───── SOURCE DATA ─────

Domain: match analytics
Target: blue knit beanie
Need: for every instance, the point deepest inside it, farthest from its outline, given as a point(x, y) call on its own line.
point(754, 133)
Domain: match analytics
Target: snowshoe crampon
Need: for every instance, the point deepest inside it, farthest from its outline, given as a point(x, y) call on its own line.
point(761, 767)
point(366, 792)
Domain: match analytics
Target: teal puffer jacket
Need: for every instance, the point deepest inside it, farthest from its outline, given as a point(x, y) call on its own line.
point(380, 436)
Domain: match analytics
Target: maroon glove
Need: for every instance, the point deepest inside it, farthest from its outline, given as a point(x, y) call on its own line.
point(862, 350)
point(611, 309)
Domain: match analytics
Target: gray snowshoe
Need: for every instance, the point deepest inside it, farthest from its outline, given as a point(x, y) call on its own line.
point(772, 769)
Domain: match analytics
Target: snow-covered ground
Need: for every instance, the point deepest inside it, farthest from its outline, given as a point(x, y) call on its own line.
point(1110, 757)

─────

• EXERCISE DETAILS
Convert the lines of the material above into a JSON list of strings, with one string per line and blank lines omitted.

• IN RESPONSE
[
  "Domain: match analytics",
  "Target: blue knit beanie",
  "Need: for every instance, the point deepest inside it, farthest from its outline, given as a point(x, y) call on its own line.",
  "point(754, 133)",
  "Domain: match analytics",
  "Target: snowshoe crampon",
  "Need: for every instance, the point deepest inside it, farthest from its outline, given as a point(x, y) call on its own line.",
  "point(761, 767)",
  "point(366, 792)",
  "Domain: match analytics",
  "Target: teal puffer jacket",
  "Need: for every instance, the point deepest inside it, farthest from its outline, given as a point(x, y) call on its own line.",
  "point(380, 436)",
  "Domain: match analytics",
  "Target: maroon glove",
  "Need: for every instance, the point deepest inside it, farthest from its outline, given as a point(x, y) call on its own line.",
  "point(862, 350)",
  "point(611, 309)",
  "Domain: match analytics",
  "Target: gray snowshoe",
  "Need: for every instance, the point deepest inside it, farthest from its outline, given as a point(x, y) call on its own line.",
  "point(772, 769)",
  "Domain: match analytics",
  "Target: snow-covered ground",
  "Need: for every instance, the point deepest inside it, farthest from its outline, given as a point(x, y) call on its own line.",
  "point(1110, 757)"
]